The task: Write out each entry again. Keep every word exactly as it is.

Given data:
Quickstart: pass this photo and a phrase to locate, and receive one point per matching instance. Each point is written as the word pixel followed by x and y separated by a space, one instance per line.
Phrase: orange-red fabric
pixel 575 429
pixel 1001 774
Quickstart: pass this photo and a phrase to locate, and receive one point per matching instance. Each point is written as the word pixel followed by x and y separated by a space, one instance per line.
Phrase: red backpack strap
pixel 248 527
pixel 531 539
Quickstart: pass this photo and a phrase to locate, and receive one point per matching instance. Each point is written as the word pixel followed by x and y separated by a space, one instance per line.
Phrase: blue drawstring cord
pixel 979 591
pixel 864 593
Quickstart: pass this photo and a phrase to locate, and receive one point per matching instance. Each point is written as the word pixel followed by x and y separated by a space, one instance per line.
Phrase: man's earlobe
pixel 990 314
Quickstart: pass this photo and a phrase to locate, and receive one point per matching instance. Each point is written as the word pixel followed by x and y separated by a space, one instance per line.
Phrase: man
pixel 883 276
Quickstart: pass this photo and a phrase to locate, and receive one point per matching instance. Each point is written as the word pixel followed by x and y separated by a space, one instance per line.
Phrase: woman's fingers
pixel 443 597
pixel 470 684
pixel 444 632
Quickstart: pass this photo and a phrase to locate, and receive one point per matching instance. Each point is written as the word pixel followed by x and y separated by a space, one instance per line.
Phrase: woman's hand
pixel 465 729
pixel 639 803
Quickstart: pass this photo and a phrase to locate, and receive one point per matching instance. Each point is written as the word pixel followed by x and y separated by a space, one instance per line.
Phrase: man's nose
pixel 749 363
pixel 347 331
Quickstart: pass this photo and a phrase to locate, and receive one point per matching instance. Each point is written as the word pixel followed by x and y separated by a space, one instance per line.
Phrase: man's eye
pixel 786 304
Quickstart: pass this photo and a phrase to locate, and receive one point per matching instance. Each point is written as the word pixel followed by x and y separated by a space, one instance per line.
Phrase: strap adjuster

Response to this exercise:
Quickstart: pass this photo and a phrase to locate, and receive one point per matching instance. Each point is written as the word pixel followed by x and y separated by a space, one instance per line.
Phrase: orange-red fabric
pixel 575 429
pixel 1001 774
Quickstart: pass this photo and a phrase to locate, and receive one point per matching instance. Each point is written as the word pixel followed by x and y separated by a space, one instance per line.
Phrase: red backpack strap
pixel 248 527
pixel 531 539
Quickstart: pass this photo and a phrase to locate, and receive one point per matching instance. Each point is written as the word pixel followed by x and y separated by a space, one instance per line.
Phrase: blue drawstring cord
pixel 979 591
pixel 864 593
Quickstart: pass this photo and a phrase to locate, and receive one point per matching instance. Each point is written as the word pixel followed by x and y separated by a space, one instance per line.
Phrase: man's earlobe
pixel 990 314
Quickstart: pass this photo and a phrase to locate, and receive one point per matching instance. Each point is written as the word pixel followed by x and y separated by a space, one instance per line.
Phrase: man
pixel 883 276
Quickstart: pass this photo and a phrase to locate, and receive one point per matching instance. Each point is written as the word pixel followed by x and y separated by a space, one instance per line.
Phrase: woman's fingers
pixel 443 597
pixel 470 684
pixel 444 632
Quickstart: pass this photo and a phrase to locate, and receive one point per matching instance. Each point is written as the word pixel followed by x and y separated by a space, one instance per line.
Phrase: woman's hand
pixel 465 729
pixel 639 803
Quickstart: pass this photo and a phrase to locate, and receive one point per matching instance. Each point is written as the word pixel followed by x and y separated by a space, one instance per line.
Phrase: man's nose
pixel 749 363
pixel 347 331
Quickstart: pass this photo and a phrase to locate, and receive one point per matching instance. Each point is written as the word pixel followed by x and y separated by a space, one instance per line.
Phrase: man's eye
pixel 786 304
Quickstart: pass this photo and a phrase to locate, and receive one point per matching instance. Each point is written as the word pixel followed by x and y separated by a space, one instance per line.
Phrase: strap adjuster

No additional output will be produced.